Rewrite every line of the listing below as a JSON list of strings, with one string per line and blank lines omitted.

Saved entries
..........

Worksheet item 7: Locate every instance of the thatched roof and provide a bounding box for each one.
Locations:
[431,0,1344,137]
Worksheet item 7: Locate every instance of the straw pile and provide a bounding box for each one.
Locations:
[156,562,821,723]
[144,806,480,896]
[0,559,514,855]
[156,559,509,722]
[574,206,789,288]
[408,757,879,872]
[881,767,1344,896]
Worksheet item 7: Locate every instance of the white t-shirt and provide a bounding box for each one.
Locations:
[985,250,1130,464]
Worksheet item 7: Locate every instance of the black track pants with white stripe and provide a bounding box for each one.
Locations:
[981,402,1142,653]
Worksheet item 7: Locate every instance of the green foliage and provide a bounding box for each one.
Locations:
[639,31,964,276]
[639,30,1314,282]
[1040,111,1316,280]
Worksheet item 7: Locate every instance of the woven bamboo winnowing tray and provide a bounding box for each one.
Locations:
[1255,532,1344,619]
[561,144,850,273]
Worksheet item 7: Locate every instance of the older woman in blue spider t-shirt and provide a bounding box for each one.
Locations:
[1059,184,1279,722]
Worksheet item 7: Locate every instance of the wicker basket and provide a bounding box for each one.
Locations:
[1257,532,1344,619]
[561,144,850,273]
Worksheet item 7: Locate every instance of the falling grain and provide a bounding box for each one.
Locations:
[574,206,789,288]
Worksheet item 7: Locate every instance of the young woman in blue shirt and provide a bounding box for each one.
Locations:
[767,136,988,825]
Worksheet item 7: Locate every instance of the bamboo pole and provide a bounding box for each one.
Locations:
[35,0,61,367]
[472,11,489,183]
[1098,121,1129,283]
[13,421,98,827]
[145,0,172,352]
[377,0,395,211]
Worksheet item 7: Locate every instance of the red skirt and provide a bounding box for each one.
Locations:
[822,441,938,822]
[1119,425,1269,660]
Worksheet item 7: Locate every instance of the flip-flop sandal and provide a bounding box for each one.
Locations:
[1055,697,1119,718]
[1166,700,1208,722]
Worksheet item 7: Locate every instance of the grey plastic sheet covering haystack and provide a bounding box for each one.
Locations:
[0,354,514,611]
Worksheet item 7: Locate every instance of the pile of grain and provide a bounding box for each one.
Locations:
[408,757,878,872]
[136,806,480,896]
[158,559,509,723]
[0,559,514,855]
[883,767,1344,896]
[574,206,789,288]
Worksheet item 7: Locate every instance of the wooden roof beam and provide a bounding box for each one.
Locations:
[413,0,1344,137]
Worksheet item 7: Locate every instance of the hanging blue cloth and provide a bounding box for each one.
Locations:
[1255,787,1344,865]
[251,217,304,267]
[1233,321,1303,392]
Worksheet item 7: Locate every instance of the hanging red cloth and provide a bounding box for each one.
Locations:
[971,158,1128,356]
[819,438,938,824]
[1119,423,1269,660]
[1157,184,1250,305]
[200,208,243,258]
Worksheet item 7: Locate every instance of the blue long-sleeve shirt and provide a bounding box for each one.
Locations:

..........

Written reply
[
  "Worksheet item 7: Locate every instance of the thatched roof and provide a bounding box for each one.",
  "Locations:",
  "[431,0,1344,137]",
  "Worksheet item 7: Locate every instance of the straw pile and provide a bounding box for each one.",
  "Locations:",
  "[156,562,821,723]",
  "[144,806,480,896]",
  "[0,559,514,855]",
  "[156,559,509,722]",
  "[574,206,789,288]",
  "[408,757,879,872]",
  "[881,767,1344,896]",
  "Worksheet item 7: Locate every instance of the white t-shirt and provide a bounding box for each one.",
  "Locations:",
  "[985,250,1130,464]",
  "Worksheet item 7: Locate every instance of the black track pants with white stripe and provide a bounding box for each one.",
  "Locations:",
  "[981,402,1142,653]",
  "Worksheet item 7: Locate every instance of the green foliage and provide a bounding box for each one.",
  "Locations:",
  "[639,31,964,276]",
  "[639,30,1314,282]",
  "[1040,111,1316,280]",
  "Worksheet item 7: Locate every instance of the woven bamboo winnowing tray and provide a bounding box for each one.",
  "Locations:",
  "[1255,532,1344,619]",
  "[561,144,850,273]",
  "Worksheet item 7: Locate every instance of the older woman in blue spider t-shirt and provide a bounding box for each one.",
  "Locations:",
  "[1059,184,1279,722]",
  "Worksheet item 7: Locate every instance of the wicker basket and provide a bounding box for each one.",
  "Locations:",
  "[1257,532,1344,619]",
  "[561,144,850,273]",
  "Worksheet item 7: Locate every instance of the falling grain and provide a bounding box for each one.",
  "Locations:",
  "[574,206,789,288]",
  "Worksheet item 7: Locate every instance of the young woman in blue shirt and provide a bounding box for each one.",
  "Locations:",
  "[767,136,988,825]",
  "Worksheet item 7: Locate every instance of the bamboo pole and provide a bounding box for each one.",
  "Locations:",
  "[35,0,61,367]",
  "[472,11,489,183]",
  "[1098,121,1129,283]",
  "[13,421,98,827]",
  "[145,0,172,352]",
  "[377,0,395,211]",
  "Worksheet item 7: Locate every instance of the red skirt and provide a bounding box for each one.",
  "Locations:",
  "[822,441,938,822]",
  "[1119,425,1269,660]",
  "Worksheet item 7: Locate every instance of the flip-flop sandal and provide a bounding box for each one.",
  "Locations:",
  "[1055,697,1119,718]",
  "[1166,700,1208,722]",
  "Worksheet item 7: Locate every instance of the grey plastic sheet covering haystack and provide a bounding box for each one.",
  "Locations:",
  "[0,354,514,611]",
  "Worksheet item 7: Locate every instance of the pile of grain and provide a bounding box for each one.",
  "Locations:",
  "[408,757,878,872]",
  "[136,806,480,896]",
  "[158,559,509,723]",
  "[0,559,514,855]",
  "[883,767,1344,896]",
  "[574,206,789,288]",
  "Worksheet item 7: Locate every instance of the wooden roof beam and provide a bounding box for each one.",
  "Locations:",
  "[413,0,1344,137]",
  "Worksheet item 7: Locate every instance of the hanging blue cloth and provide a bounding box for each one.",
  "Locations:",
  "[1255,787,1344,865]",
  "[251,217,304,267]",
  "[1233,321,1303,392]",
  "Worksheet item 7: Locate every instance of the hanging red cloth and provide a bounding box for each one.",
  "Locations:",
  "[971,158,1128,356]",
  "[819,438,938,824]",
  "[1119,423,1269,660]",
  "[1157,184,1250,305]",
  "[200,208,243,258]",
  "Worksheet item 7: Locate every instance of the blue long-sleeve shirt and provide a bounding box for each one.",
  "Locations:"
]